• [What is required]:
Write out the material word for word, starting at its first line and ending with the line containing "pixel 165 167", both of those lines included.

• [Information supplied]:
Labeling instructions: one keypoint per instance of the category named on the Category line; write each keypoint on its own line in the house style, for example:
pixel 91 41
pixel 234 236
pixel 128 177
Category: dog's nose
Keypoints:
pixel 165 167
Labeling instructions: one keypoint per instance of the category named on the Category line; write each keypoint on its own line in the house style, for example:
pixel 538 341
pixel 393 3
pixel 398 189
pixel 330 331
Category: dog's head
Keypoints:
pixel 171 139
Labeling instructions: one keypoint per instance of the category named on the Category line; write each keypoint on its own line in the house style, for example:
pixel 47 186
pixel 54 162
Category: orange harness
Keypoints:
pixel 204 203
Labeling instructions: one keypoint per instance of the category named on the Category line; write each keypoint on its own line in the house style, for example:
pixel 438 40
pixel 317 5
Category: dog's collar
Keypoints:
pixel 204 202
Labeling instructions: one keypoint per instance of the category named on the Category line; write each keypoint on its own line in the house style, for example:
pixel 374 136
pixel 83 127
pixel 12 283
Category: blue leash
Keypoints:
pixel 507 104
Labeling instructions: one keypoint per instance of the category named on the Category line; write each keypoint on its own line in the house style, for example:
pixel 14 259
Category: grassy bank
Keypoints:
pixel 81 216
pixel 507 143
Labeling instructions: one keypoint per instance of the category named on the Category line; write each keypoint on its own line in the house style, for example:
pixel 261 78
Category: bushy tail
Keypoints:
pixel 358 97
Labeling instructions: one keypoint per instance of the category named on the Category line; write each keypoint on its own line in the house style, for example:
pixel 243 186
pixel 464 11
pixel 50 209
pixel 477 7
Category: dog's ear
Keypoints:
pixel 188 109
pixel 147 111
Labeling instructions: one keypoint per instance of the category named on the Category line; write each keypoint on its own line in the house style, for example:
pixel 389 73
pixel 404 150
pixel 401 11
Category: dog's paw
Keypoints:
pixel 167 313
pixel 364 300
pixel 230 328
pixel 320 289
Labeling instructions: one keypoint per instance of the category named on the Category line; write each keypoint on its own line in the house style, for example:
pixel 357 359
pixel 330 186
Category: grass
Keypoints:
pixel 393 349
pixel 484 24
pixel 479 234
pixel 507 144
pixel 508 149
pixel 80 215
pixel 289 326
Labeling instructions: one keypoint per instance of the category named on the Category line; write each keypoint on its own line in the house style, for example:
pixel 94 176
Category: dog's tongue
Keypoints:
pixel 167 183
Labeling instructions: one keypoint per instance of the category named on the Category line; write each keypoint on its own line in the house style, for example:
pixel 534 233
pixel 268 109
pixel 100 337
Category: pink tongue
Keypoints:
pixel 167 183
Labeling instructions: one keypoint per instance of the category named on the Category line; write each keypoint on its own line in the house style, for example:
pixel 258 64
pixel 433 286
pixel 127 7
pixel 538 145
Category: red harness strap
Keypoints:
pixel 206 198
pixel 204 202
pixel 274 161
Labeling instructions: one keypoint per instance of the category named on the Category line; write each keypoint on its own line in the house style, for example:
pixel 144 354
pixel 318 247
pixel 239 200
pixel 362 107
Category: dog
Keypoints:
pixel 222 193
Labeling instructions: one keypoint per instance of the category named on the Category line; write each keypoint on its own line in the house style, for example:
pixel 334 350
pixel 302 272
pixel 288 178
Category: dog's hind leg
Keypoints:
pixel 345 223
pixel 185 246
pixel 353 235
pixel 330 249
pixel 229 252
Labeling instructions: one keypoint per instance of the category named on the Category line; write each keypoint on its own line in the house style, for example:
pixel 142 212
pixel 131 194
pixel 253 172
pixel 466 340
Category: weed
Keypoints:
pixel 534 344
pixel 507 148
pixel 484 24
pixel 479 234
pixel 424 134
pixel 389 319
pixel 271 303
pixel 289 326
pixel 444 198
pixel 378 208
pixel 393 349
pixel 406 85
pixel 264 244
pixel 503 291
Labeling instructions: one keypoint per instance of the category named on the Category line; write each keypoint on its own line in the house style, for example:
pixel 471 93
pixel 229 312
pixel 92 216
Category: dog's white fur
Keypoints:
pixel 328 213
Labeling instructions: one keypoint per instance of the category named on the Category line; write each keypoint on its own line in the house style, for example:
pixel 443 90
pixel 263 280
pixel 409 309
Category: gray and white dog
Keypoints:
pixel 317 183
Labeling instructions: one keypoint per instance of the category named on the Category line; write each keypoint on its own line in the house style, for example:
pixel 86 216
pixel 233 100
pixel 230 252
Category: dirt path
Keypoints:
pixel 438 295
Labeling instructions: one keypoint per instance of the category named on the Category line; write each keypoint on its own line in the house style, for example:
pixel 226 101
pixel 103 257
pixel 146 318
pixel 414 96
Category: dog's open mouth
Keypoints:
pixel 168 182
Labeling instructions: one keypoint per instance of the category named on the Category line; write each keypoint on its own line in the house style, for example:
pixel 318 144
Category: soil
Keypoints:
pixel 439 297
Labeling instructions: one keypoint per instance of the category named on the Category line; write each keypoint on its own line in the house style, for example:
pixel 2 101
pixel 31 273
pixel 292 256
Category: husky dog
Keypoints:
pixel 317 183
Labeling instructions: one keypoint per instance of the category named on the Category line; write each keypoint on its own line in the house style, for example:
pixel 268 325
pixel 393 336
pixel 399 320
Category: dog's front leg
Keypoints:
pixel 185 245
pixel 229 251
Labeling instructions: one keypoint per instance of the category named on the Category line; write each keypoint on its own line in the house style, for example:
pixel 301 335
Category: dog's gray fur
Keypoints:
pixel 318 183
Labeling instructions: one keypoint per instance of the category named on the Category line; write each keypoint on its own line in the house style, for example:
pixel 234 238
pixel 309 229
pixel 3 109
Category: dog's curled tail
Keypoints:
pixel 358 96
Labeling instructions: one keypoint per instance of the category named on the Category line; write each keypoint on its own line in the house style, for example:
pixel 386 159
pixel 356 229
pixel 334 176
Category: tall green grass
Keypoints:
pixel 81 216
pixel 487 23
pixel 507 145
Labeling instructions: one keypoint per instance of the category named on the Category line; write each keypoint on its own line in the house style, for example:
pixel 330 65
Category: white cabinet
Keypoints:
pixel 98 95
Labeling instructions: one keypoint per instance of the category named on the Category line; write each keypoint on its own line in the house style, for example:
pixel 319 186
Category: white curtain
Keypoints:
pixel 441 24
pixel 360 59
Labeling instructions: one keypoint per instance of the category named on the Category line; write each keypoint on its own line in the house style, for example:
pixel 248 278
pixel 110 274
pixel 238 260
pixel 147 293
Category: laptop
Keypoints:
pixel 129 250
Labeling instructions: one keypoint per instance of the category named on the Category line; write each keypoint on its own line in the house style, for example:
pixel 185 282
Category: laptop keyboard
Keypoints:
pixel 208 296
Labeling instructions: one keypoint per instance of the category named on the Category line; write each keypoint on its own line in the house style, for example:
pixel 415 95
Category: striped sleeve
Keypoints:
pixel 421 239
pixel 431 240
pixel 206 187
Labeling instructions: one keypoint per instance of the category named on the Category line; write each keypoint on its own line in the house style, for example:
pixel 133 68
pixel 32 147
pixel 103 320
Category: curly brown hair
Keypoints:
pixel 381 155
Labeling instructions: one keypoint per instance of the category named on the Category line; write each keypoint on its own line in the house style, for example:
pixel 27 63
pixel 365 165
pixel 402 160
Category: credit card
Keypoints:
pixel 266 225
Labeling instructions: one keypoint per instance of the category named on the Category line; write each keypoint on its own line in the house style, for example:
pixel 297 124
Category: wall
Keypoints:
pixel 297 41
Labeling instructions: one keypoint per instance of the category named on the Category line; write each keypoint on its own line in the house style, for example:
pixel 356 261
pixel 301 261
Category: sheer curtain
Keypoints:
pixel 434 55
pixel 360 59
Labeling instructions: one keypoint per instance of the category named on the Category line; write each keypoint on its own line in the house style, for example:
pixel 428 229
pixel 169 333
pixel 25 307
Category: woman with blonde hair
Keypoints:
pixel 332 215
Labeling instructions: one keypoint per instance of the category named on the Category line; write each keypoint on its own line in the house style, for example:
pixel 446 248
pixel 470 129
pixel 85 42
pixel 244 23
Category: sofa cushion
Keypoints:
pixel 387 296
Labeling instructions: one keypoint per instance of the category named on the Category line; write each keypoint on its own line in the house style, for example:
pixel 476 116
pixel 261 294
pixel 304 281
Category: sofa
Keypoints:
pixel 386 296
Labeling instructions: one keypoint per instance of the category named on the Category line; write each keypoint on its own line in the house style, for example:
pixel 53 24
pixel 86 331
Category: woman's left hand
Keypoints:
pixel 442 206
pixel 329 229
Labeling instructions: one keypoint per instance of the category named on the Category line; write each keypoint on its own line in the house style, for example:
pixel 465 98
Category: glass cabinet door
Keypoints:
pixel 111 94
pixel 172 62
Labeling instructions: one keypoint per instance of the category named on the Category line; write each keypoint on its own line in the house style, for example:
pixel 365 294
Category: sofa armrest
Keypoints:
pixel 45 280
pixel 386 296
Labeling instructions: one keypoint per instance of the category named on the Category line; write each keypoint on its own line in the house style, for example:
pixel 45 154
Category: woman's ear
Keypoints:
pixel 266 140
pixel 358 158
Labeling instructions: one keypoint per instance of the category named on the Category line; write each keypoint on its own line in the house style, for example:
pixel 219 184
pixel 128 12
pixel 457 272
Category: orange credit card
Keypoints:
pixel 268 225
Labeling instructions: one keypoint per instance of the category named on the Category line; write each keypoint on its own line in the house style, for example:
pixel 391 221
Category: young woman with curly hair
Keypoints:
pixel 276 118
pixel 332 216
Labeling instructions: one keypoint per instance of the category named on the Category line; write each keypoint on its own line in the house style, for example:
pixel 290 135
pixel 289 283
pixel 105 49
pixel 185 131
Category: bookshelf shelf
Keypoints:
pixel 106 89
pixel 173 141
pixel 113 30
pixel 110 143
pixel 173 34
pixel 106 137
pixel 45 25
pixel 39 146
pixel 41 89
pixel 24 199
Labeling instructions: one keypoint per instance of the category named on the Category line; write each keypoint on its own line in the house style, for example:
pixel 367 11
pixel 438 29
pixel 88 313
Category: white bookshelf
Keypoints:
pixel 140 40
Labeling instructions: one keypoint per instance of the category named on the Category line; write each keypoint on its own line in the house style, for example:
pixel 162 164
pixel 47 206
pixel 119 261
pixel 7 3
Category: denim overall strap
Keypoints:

• [Solution for this exercise]:
Labeling instructions: one keypoint per instance of the category named on the Category line; write each keypoint on its own line in the house style, for example:
pixel 91 41
pixel 234 236
pixel 128 177
Category: dog's nose
Keypoints:
pixel 165 167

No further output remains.